## To do
Below are entries. Reproduce exactly the lines between the line holding "Please pick out the shelf" and the line holding "Please pick out the long", inclusive, and only those.

*** Opening Given records ***

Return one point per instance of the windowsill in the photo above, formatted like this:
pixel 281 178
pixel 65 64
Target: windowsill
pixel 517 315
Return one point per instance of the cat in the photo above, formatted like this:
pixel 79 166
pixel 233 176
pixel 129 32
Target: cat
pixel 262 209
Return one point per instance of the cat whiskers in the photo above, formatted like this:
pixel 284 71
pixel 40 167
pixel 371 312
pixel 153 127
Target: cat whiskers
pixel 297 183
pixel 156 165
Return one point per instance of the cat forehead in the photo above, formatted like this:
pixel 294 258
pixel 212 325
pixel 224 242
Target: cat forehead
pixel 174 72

*** Closing Given records ***
*** Opening Given records ***

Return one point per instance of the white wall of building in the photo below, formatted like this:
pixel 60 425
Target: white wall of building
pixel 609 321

*** Closing Given records ***
*** Opening Given records ***

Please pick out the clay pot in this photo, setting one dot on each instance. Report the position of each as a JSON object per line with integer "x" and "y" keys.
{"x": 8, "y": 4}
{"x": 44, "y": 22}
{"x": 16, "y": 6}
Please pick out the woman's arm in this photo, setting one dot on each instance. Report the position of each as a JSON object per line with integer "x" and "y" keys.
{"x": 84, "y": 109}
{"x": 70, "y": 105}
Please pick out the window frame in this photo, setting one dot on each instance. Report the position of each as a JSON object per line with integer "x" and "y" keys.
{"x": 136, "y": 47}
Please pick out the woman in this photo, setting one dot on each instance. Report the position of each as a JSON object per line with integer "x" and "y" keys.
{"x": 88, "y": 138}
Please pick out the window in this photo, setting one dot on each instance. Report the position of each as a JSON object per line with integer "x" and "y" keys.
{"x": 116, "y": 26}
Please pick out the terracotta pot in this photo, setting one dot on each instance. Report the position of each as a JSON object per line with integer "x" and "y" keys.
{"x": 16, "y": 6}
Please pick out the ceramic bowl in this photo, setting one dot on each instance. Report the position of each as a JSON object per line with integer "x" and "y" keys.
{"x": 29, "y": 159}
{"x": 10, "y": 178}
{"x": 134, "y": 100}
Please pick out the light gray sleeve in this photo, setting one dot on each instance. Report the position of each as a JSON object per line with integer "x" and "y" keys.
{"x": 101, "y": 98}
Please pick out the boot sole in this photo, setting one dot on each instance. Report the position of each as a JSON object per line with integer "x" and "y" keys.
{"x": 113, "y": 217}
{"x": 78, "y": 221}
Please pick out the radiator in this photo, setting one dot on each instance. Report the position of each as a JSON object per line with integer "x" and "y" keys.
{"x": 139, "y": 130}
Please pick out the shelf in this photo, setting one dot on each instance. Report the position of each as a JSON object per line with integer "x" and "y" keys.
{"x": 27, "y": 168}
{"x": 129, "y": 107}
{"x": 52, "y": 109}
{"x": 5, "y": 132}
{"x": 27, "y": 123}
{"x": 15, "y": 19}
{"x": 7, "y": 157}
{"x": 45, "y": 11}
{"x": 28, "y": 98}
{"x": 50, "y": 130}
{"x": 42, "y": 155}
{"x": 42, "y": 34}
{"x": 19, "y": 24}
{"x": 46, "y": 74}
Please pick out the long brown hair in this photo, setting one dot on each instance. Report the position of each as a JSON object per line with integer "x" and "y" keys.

*** Closing Given records ***

## Response for this exercise
Please pick out the shelf in this photo, setting one dot on each instance. Report the position of each as a JSON object per line with integer "x" and "y" keys.
{"x": 27, "y": 168}
{"x": 129, "y": 107}
{"x": 52, "y": 109}
{"x": 5, "y": 132}
{"x": 27, "y": 123}
{"x": 15, "y": 19}
{"x": 7, "y": 157}
{"x": 45, "y": 11}
{"x": 28, "y": 98}
{"x": 50, "y": 130}
{"x": 42, "y": 155}
{"x": 42, "y": 34}
{"x": 19, "y": 24}
{"x": 46, "y": 74}
Please pick out the long brown hair in this photo, setting one dot on each instance. Report the position of each as a JSON object per line with integer "x" and "y" keys.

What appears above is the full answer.